* **Goal of the exercise**:
Please copy every one of the items below word for word, changing nothing.

* **Task data**:
....
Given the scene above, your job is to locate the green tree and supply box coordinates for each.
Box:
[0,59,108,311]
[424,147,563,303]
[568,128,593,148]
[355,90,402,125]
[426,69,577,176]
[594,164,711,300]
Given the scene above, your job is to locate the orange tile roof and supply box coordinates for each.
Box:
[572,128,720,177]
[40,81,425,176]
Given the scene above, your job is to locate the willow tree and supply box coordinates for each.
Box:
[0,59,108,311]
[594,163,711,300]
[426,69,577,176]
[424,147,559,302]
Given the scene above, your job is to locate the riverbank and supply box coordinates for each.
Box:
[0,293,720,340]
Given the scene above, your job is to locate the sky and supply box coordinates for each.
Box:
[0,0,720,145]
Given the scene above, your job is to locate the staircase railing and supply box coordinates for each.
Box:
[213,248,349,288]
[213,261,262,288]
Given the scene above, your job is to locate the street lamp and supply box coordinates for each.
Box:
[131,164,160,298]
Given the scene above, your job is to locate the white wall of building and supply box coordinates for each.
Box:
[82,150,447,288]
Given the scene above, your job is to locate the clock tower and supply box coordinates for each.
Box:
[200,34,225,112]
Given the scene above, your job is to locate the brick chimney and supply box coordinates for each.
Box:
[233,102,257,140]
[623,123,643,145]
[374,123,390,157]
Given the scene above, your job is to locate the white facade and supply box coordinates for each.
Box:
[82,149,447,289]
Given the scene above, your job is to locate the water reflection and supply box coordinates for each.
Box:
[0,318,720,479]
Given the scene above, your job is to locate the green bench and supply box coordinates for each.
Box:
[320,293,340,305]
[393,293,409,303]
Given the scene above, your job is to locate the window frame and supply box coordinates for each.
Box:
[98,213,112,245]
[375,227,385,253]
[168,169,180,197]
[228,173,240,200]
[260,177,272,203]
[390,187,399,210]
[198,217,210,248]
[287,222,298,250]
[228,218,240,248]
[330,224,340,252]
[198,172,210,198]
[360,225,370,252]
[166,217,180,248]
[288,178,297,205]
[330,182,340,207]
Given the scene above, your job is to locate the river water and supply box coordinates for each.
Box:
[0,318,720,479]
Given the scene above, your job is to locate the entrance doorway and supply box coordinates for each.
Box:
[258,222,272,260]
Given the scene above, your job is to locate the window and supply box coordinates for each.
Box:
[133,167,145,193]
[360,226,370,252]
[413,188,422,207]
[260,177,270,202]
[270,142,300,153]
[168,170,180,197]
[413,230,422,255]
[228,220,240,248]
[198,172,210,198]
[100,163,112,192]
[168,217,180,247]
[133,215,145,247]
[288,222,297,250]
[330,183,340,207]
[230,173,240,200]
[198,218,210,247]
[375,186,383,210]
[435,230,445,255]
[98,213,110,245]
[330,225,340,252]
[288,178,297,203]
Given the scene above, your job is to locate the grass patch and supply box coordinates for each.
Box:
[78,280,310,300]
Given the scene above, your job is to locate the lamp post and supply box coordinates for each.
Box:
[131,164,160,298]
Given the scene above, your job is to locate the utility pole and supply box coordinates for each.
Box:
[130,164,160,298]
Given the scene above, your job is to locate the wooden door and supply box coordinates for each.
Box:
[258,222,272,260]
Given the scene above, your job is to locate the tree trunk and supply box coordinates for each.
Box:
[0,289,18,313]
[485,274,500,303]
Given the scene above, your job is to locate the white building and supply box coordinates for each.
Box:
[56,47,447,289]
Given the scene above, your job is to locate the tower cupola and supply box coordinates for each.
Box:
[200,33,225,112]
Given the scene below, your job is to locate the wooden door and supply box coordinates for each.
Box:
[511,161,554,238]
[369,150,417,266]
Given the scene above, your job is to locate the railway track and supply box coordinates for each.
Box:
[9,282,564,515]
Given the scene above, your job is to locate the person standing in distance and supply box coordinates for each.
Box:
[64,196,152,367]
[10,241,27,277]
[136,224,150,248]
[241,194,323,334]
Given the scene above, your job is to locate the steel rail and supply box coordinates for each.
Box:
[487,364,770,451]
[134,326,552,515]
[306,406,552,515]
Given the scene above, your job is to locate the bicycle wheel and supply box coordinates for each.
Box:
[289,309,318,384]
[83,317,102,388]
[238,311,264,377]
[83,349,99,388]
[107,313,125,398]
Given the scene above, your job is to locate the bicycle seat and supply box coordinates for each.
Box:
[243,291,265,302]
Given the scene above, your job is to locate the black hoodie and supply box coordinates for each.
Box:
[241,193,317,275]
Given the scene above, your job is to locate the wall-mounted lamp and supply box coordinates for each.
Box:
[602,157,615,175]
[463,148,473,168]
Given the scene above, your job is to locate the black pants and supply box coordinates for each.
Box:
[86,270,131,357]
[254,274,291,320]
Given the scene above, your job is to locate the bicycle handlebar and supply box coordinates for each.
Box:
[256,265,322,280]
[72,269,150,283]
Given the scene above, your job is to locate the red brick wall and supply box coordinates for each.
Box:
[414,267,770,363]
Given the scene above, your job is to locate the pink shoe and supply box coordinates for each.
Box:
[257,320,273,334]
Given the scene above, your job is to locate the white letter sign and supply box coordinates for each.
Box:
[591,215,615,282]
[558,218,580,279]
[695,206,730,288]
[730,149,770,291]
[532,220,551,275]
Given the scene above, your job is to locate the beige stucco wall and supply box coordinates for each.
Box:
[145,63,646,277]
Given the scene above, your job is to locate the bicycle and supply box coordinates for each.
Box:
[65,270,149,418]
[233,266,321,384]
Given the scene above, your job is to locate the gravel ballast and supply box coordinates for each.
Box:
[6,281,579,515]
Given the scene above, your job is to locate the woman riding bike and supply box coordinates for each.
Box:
....
* **Output**:
Given the scene above, your job is to locate the green tree and supply box coordinates for each.
Box:
[0,59,108,311]
[424,147,563,303]
[568,128,593,148]
[355,90,402,125]
[426,69,577,176]
[594,164,711,300]
Given the scene above, your job is to locate the orange tile roof and supply box coordinates for each.
Box:
[572,128,720,177]
[40,81,425,176]
Given the scene above, your job is to locate the willow tree and supply box coordinates for each.
Box:
[0,59,108,311]
[594,163,711,300]
[426,69,577,176]
[424,147,559,302]
Given the scene above, your job is to locate the riverbank and supply box coordinates for each.
Box:
[0,293,720,340]
Given the scene above, your job is to locate the sky and supply box coordinates for each.
Box:
[0,0,720,145]
Given the scene above, your job is to locate the staircase railing and supply box coordinates for each.
Box:
[213,248,349,288]
[213,261,262,288]
Given the scene above, your job is to locate the street lamp and supply box coordinates for each.
Box:
[131,164,160,298]
Given the scene above, your job is to locate the white wall of building and supply box coordinates for each.
Box:
[82,150,447,288]
Given the scene above, your job is to locate the clock tower and supply box coordinates for each.
Box:
[200,34,225,112]
Given the scene above, your job is to locate the brick chimney and supply box coordinates for each.
Box:
[233,102,257,140]
[623,123,643,145]
[374,123,390,157]
Given the scene above, your job is to locate the white facade and supply box coordinates for each.
Box:
[82,149,447,289]
Given the scene above, your job is to locate the water reflection and supply box coordinates for each.
Box:
[0,318,720,479]
Given the scene above, your job is to locate the green bench and supply box coordinates for each.
Box:
[320,293,340,305]
[393,293,409,303]
Given the scene above, your job is to locate the window frame and supply box coordinates for each.
Box:
[98,213,112,245]
[375,227,385,253]
[168,169,180,197]
[228,173,240,200]
[260,177,272,203]
[390,187,399,210]
[198,217,210,248]
[287,222,298,250]
[228,218,240,248]
[330,224,340,252]
[198,172,210,198]
[360,225,370,252]
[166,217,180,248]
[288,178,297,205]
[330,182,340,207]
Given the scene above, your job is to locate the river water and supply box coordinates for each.
Box:
[0,318,720,479]
Given the scene above, your job is to locate the entrance doorway and supply box coordinates for each.
Box:
[258,222,272,260]
Given the scene above, your job is to locate the window and supply box coordinates for each.
Box:
[133,167,145,193]
[360,226,370,252]
[413,188,422,207]
[260,177,270,202]
[270,142,300,153]
[168,170,180,197]
[413,230,422,255]
[228,220,240,248]
[198,172,210,198]
[100,163,112,192]
[168,217,180,247]
[133,215,145,247]
[288,222,297,250]
[330,183,340,207]
[230,173,240,200]
[198,218,210,247]
[375,186,383,210]
[435,230,445,255]
[98,213,110,245]
[330,225,340,252]
[288,178,297,203]
Given the scene above, your job is to locate the grass patch and supply box coordinates for each.
Box:
[78,280,310,300]
Given the scene above, your job is to locate the lamp post and supply box coordinates for each.
Box:
[131,164,160,298]
Given the scene above, your job is to locate the utility pole and supply box coordinates for each.
Box:
[130,164,160,298]
Given the scene above, your job is to locate the wooden door and supply box coordinates for each.
Box:
[258,222,272,260]
Given the scene above, your job is to locate the tree trunk and supply box coordinates for each.
Box:
[0,289,18,313]
[485,274,500,303]
Given the scene above, your job is to locate the white building and supply box coordinates for each.
Box:
[56,47,447,289]
Given the scene above, your job is to locate the tower cupola and supply box coordinates for each.
Box:
[200,33,225,112]
Given the scene below, your job is to locate the wooden door and supply box coordinates for each.
Box:
[511,161,554,238]
[369,150,417,266]
Given the scene above, your job is to locate the railway track and supply box coordinates for each.
Box:
[9,282,564,515]
Given the scene above, your job is to locate the person standing in distance and supply box coordinates for each.
Box:
[64,196,152,367]
[10,241,27,277]
[136,224,150,248]
[241,194,323,334]
Given the scene above, your job is to locate the steel rail and supply box coordinates for each.
Box:
[487,364,770,451]
[134,326,552,515]
[306,406,552,515]
Given the scene above, your job is to locate the bicycle wheel and supply box coordinates for each.
Box:
[289,309,318,384]
[83,317,102,388]
[238,311,264,377]
[83,349,99,388]
[107,313,125,398]
Given the scene above, your job is to locate the bicycle seat and supply box coordinates for each.
Box:
[243,291,265,302]
Given the scene above, your job is to locate the black hoodie and supply box coordinates for each.
Box:
[241,193,317,275]
Given the scene above, your job is to locate the wall-mounted lamp and supply box coordinates for each.
Box:
[602,157,615,175]
[463,148,473,168]
Given the scene above, your job is to locate the black pants and supply box coordinates for each.
Box:
[86,270,131,357]
[254,274,291,320]
Given the scene above, your job is to locate the bicycle handlebar and supply box coordinates for each.
Box:
[256,265,322,280]
[72,269,150,283]
Given the scene above, your job is to locate the red brick wall and supply box coordinates for each.
Box:
[414,267,770,363]
Given the scene above, your job is to locate the pink shoe and supply box coordinates for each.
Box:
[257,320,273,334]
Given the scene above, your job is to locate the white letter sign and supply box coordinates for each.
Box:
[591,215,615,282]
[558,218,580,279]
[695,206,730,288]
[730,149,770,291]
[532,220,551,275]
Given the scene above, your job is to locate the beige stucco wall and supply box coordinates for each.
Box:
[145,63,646,277]
Given the scene above, your job is to locate the bicycle and supply box coordinates for each.
Box:
[65,270,149,418]
[233,266,321,384]
Given the scene above, your job is to locate the gravel ballast and supply box coordinates for each.
Box:
[6,281,579,515]
Given the scene above, your job is to locate the woman riding bike and supply box coordinates for each.
Box:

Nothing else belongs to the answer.